(Supplied material begins)

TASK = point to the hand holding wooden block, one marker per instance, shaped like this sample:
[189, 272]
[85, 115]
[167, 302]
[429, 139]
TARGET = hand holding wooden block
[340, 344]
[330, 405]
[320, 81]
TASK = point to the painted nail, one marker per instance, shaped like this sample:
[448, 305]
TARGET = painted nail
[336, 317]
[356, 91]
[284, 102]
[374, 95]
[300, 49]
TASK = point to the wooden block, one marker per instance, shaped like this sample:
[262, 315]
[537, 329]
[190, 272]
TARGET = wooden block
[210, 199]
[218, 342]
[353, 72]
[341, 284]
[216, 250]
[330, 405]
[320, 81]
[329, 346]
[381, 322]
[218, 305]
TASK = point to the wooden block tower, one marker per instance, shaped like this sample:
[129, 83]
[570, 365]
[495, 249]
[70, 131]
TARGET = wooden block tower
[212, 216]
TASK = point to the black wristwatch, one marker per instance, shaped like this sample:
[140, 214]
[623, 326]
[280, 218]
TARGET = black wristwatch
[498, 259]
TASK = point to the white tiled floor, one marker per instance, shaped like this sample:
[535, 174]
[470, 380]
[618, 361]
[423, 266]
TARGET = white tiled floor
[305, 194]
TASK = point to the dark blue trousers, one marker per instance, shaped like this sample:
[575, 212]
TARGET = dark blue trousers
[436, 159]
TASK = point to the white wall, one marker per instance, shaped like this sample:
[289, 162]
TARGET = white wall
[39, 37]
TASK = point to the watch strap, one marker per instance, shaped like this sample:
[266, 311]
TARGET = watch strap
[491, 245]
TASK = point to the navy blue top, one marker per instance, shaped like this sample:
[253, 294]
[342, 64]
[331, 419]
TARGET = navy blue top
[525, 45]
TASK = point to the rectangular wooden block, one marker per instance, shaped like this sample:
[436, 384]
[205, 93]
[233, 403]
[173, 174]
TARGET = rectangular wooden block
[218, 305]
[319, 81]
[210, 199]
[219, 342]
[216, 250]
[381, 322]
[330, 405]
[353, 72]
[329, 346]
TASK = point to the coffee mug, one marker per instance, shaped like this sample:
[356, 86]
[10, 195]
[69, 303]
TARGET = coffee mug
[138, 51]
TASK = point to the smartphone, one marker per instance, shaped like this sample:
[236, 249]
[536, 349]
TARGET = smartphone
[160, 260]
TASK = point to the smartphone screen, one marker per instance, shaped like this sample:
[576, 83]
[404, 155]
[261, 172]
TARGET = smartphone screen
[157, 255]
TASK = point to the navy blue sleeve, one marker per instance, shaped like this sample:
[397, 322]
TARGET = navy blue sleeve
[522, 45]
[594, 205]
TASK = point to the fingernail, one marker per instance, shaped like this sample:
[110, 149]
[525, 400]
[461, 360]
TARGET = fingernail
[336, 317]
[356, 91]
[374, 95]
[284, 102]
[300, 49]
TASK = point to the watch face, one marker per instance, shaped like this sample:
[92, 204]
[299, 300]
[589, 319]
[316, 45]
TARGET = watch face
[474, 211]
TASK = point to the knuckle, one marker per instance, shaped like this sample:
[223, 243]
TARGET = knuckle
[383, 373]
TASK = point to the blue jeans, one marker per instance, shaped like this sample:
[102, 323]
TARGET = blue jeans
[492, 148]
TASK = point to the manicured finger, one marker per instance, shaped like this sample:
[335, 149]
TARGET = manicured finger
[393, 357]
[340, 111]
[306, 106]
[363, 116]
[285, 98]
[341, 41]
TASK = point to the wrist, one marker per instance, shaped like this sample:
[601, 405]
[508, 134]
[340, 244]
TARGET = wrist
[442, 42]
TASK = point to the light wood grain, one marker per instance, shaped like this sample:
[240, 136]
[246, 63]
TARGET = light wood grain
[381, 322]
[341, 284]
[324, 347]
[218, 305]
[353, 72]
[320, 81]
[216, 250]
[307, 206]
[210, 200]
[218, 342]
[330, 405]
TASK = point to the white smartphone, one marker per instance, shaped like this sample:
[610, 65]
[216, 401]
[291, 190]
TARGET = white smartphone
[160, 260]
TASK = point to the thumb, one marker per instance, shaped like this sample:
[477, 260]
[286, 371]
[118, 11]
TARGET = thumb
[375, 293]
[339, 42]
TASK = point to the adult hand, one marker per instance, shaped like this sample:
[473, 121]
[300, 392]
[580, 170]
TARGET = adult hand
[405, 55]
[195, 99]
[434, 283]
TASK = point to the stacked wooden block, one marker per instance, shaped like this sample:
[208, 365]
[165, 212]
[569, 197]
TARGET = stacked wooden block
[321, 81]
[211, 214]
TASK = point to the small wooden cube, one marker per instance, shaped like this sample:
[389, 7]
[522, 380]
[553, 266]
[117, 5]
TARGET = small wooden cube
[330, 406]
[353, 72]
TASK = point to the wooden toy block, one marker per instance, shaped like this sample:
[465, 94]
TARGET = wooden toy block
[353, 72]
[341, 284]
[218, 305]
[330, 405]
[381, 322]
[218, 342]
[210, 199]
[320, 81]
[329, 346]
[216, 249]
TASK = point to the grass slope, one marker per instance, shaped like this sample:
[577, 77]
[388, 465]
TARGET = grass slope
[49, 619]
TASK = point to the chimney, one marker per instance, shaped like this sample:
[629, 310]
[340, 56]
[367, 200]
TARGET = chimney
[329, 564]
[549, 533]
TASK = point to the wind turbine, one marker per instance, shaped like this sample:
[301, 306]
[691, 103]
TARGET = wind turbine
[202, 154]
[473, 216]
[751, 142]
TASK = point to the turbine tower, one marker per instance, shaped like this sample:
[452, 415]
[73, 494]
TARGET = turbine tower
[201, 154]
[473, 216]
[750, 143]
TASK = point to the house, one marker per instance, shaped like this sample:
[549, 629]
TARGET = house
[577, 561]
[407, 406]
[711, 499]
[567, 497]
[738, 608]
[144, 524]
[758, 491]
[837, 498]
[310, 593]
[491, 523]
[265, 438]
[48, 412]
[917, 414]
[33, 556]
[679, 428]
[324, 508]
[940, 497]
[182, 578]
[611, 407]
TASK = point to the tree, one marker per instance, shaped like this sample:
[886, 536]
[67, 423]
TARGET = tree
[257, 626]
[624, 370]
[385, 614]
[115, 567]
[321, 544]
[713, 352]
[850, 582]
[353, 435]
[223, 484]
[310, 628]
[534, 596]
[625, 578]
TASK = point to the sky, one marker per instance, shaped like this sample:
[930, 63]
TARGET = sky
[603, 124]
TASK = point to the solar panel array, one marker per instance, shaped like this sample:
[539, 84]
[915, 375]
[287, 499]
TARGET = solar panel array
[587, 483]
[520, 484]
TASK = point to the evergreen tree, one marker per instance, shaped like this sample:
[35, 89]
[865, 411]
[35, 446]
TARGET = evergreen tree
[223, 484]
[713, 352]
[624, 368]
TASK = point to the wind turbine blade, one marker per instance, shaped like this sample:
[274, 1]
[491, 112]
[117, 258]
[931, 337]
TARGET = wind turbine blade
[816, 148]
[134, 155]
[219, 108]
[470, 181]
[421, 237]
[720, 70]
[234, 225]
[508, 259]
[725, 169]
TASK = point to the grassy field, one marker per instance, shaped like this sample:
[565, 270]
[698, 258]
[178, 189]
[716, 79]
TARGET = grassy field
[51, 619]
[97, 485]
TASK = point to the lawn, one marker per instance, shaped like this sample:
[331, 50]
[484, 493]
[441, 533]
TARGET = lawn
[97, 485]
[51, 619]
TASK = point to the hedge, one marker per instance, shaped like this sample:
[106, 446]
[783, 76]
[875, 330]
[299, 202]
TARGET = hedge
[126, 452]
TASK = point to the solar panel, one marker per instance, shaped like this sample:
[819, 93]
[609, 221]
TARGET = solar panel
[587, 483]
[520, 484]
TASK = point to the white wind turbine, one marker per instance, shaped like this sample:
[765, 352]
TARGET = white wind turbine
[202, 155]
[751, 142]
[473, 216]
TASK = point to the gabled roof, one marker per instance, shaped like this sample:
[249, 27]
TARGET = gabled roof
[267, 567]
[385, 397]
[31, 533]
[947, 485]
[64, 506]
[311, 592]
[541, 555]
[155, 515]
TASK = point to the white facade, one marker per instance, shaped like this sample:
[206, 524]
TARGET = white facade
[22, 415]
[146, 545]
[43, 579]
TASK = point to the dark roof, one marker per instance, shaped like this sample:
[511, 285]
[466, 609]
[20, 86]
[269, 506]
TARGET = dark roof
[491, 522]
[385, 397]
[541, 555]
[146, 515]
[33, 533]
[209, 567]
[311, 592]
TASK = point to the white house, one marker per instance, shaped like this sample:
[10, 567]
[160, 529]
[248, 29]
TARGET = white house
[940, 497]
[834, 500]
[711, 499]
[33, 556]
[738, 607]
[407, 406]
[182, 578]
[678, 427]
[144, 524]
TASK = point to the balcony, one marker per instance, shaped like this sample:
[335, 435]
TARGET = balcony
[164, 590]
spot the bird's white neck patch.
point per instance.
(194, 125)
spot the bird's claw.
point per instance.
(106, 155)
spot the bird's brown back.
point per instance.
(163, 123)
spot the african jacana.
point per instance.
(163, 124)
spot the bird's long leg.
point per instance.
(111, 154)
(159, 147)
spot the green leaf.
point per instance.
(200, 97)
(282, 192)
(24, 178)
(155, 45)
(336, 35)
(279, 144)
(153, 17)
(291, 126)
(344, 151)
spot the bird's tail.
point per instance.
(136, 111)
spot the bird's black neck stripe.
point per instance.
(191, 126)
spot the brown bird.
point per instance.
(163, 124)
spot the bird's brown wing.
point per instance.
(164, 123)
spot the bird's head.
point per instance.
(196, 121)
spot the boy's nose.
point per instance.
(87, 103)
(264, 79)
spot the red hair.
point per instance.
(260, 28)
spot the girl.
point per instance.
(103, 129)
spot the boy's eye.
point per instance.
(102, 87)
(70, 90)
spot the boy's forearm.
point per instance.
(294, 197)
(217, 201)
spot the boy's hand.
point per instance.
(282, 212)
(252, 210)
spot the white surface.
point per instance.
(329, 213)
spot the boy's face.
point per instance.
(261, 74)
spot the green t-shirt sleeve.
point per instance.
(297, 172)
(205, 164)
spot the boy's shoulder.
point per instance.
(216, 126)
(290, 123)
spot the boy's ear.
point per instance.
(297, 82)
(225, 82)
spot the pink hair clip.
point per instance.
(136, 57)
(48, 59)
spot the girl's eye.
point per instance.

(Supplied material ends)

> Required action: From the data, collect all lines where the string "brown" appears.

> Solution:
spot the bird's brown back.
spot the brown bird.
spot the bird's brown wing.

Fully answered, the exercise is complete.